◆ WHAT YOU SHOULD DO ◆
Could you format every line of the material below as a Markdown table with the columns "Row" and "Line", numbering each row and leaving out blank lines?

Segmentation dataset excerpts
_ _ _ _ _ _ _

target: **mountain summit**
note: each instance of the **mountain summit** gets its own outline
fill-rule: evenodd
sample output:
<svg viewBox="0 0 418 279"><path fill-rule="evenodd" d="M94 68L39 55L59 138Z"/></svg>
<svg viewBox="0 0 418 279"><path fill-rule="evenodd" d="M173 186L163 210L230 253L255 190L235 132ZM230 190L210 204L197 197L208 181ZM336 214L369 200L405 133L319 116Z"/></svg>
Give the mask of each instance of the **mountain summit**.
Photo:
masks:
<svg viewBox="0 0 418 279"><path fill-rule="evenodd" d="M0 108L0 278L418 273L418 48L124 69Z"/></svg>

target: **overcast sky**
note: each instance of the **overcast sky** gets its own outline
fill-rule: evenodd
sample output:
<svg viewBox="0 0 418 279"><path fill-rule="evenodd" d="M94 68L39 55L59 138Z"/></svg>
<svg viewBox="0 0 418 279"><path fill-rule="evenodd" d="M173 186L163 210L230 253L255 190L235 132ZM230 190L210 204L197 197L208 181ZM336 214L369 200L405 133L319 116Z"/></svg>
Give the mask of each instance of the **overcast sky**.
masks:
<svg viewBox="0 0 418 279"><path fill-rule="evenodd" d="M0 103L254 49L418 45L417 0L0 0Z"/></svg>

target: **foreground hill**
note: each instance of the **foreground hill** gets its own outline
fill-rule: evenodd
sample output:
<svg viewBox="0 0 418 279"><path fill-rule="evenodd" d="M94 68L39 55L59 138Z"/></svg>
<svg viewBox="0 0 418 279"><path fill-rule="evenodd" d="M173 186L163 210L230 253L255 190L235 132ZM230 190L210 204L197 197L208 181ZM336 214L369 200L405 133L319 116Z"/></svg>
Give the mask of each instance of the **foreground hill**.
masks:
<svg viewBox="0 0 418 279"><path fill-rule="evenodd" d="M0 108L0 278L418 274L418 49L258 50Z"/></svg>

_ _ _ _ _ _ _

◆ TASK RESPONSE ◆
| Row | Line |
|---|---|
| 1 | target: **mountain summit** |
| 2 | note: each instance of the **mountain summit** gets its own outline |
| 3 | fill-rule: evenodd |
| 4 | sample output: |
| 5 | <svg viewBox="0 0 418 279"><path fill-rule="evenodd" d="M94 68L39 55L59 138Z"/></svg> |
| 6 | <svg viewBox="0 0 418 279"><path fill-rule="evenodd" d="M173 186L163 210L230 253L255 190L235 132ZM230 190L210 204L197 197L208 181ZM336 214L369 200L405 133L319 116Z"/></svg> |
| 7 | Give the mask of each instance of the **mountain summit**. |
| 8 | Photo: |
| 9 | masks: |
| 10 | <svg viewBox="0 0 418 279"><path fill-rule="evenodd" d="M0 108L0 278L418 273L418 48L124 69Z"/></svg> |
| 11 | target: **overcast sky** |
| 12 | note: each instance of the **overcast sky** gets its own outline |
| 13 | fill-rule: evenodd |
| 14 | sample output: |
| 15 | <svg viewBox="0 0 418 279"><path fill-rule="evenodd" d="M94 68L39 55L59 138Z"/></svg> |
| 16 | <svg viewBox="0 0 418 279"><path fill-rule="evenodd" d="M173 186L163 210L230 253L255 190L235 132ZM230 190L210 204L197 197L208 181ZM336 214L369 200L405 133L319 116Z"/></svg> |
| 17 | Give the mask of each instance of the **overcast sky**. |
| 18 | masks: |
| 19 | <svg viewBox="0 0 418 279"><path fill-rule="evenodd" d="M0 103L254 49L418 45L417 0L0 0Z"/></svg> |
| 20 | target: **foreground hill** |
| 21 | note: each instance of the **foreground hill** gets its own outline |
| 22 | fill-rule: evenodd |
| 23 | sample output: |
| 24 | <svg viewBox="0 0 418 279"><path fill-rule="evenodd" d="M94 68L39 55L59 138Z"/></svg> |
| 25 | <svg viewBox="0 0 418 279"><path fill-rule="evenodd" d="M173 186L163 210L230 253L255 190L235 132ZM230 190L210 204L197 197L208 181ZM336 214L369 200L405 133L319 116Z"/></svg> |
| 26 | Give the mask of each instance of the **foreground hill**. |
| 27 | masks: |
| 28 | <svg viewBox="0 0 418 279"><path fill-rule="evenodd" d="M0 108L0 278L418 274L418 49L258 50Z"/></svg> |